Copy every one of the records below word for word.

>> BEGIN Exercise data

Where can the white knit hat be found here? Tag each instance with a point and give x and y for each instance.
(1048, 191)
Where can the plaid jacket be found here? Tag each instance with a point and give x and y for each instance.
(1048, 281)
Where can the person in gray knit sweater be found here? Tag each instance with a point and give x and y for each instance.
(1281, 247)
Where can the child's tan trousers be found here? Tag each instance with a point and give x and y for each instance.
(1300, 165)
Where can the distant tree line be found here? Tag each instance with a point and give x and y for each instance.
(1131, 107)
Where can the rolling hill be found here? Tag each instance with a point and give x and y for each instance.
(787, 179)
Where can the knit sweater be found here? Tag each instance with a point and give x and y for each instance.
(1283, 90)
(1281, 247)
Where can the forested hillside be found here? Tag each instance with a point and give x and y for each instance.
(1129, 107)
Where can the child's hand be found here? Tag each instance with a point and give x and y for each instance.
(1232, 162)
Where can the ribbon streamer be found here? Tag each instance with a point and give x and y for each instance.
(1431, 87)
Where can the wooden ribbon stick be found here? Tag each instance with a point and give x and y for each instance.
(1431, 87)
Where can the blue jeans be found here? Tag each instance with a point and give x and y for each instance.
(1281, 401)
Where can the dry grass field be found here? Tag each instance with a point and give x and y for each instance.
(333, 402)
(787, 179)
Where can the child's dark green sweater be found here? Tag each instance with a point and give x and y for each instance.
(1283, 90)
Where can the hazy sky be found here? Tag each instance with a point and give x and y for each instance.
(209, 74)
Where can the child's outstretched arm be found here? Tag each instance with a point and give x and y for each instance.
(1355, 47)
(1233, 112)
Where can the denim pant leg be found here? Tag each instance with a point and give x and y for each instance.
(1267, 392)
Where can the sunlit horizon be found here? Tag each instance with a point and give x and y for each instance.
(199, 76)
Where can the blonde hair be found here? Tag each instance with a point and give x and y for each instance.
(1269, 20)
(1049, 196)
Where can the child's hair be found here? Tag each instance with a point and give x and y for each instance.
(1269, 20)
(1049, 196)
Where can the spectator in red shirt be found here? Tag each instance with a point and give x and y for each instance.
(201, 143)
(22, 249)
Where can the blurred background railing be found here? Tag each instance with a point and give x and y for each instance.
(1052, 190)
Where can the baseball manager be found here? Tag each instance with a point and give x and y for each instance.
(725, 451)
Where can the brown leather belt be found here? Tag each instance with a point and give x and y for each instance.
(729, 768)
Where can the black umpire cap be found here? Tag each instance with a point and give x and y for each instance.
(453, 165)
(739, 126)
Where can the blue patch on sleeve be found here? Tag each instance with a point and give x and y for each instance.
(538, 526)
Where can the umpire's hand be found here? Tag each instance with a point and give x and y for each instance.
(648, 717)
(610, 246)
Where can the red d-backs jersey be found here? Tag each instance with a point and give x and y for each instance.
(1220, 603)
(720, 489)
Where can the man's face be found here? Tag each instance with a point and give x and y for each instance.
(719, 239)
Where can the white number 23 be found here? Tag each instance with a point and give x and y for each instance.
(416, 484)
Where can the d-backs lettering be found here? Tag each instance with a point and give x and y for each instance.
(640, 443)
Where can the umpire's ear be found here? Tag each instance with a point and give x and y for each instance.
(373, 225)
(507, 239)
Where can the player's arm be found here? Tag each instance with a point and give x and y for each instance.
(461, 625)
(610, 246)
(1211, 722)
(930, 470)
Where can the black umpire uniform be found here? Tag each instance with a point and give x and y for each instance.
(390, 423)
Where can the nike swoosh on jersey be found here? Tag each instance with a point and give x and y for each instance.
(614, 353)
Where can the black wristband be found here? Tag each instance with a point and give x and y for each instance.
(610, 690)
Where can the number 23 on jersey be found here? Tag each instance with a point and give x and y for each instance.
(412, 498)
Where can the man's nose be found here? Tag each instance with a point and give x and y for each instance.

>> END Exercise data

**Expected output:**
Where can the white knit hat be found here? Tag each instance with a point and give x and y for each instance.
(1048, 191)
Where can the plaid jacket be found here? Tag each instance with a point and give x and y for each instance.
(1048, 281)
Where can the person in gray knit sweater be found here? Tag each instance with a point and give x and y for each instance.
(1281, 247)
Where can the child's tan trousers be found here? Tag each instance with a point and give x and y for each instance.
(1300, 165)
Where can the distant tree line be found here? Tag each instance with a point and give x and y for each instance.
(1131, 107)
Where can the rolling hill be found here? Tag each instance with a point and give x and y for each instance.
(787, 179)
Where can the knit sweater be found here? Tag each instance with a point and give x and y for each instance.
(1283, 90)
(1281, 247)
Where can the forested hillside be found here? Tag each instance with a point and give x and y for each instance.
(1129, 107)
Where can the child's hand be found here? Tag each instance with a point and give x and y for each instance.
(1232, 162)
Where can the ribbon streamer be found here? Tag each instance with a point and give x and y for each instance.
(1431, 87)
Where can the wooden ribbon stick be found here? Tag each instance with a point and give x and y for each instance.
(1431, 87)
Where can the blue jeans be found here? Tag each instance with a point and give x and y for each instance.
(1281, 401)
Where can the dry grass field be found here? Tag each instance with a point and give x and y for each instance.
(333, 402)
(787, 179)
Where can the child's dark green sweater be found here? Tag each instance with a point and give x and y for each instance.
(1283, 90)
Where can the hazy sky be found here? Tag each instance with a point and give x and y for each instance.
(209, 74)
Where can the child's outstretched arm be found here? Tag each instance with a point and give x and y for each instance.
(1355, 47)
(1233, 112)
Where can the denim pant leg be found here? Tag each instance with a point and give x and y for each instance.
(1267, 392)
Where can the sunlit horizon be found here? Tag each instance with a point and give x and y for each instance.
(199, 76)
Where can the blonde hair be found here? Tag each instance with a point and give x and y for each instance.
(1269, 20)
(1049, 196)
Where can the child's hair be found here? Tag each instance with a point and give x and y for each instance.
(1269, 20)
(1049, 196)
Where can the spectator in red shirt be found here? Tag each instance with a point and give x and y for each instance.
(201, 143)
(22, 249)
Where can the blurred background railing be found here? Tag each instance with a point and give x and y for each instance.
(1052, 190)
Where can the baseball manager be found here? Tag each instance with a point and give x and y for each instance.
(725, 451)
Where can the brown leather belt be found here? Tag each instance with a point and give x and y for each instance.
(729, 768)
Where can the black umpire cap be found here? Tag each instance with a point and give x and y for each instance.
(453, 165)
(739, 126)
Where can the blue patch on sleeve be found here? Tag each instance with a point and give x and y for each instance.
(538, 526)
Where can the umpire's hand be found here? Tag each instance with a point and give x and y for each instance.
(648, 717)
(610, 246)
Where can the red d-backs jersey be found here? Tag each instance with a point and give x and y for each instance.
(1220, 603)
(720, 489)
Where can the man's face be found here? Tag each instance with a point and give x and y for each instance.
(719, 239)
Where can the white number 23 be found here? Tag each instance with a point and give x and y for each instance.
(416, 484)
Where can the d-backs lettering be found here? Tag each instance with a point and give x and y for each instance.
(640, 443)
Where can the umpire's ear be found here? Tag each instance with a point and give x and y for each instance.
(373, 225)
(507, 239)
Where can the player's arm be found here? Tag each instance with a point and give x and y for each instance.
(461, 625)
(610, 246)
(1211, 722)
(930, 470)
Where can the black umpire uniform be found here? Tag each instance with a point and give x and y for each instance.
(390, 423)
Where can the nike swoosh on jersey be found here? Tag each instance with a point and give x and y for each instance.
(614, 353)
Where can the black wristband be found here? Tag each instance with a point and give x and y for each instance.
(610, 690)
Where can the number 23 on jersey be found here? Tag each instance with a point and give x and y for each instance.
(412, 498)
Where can the man's nose be found here? Tag each instance with a point and give x and y for each instance.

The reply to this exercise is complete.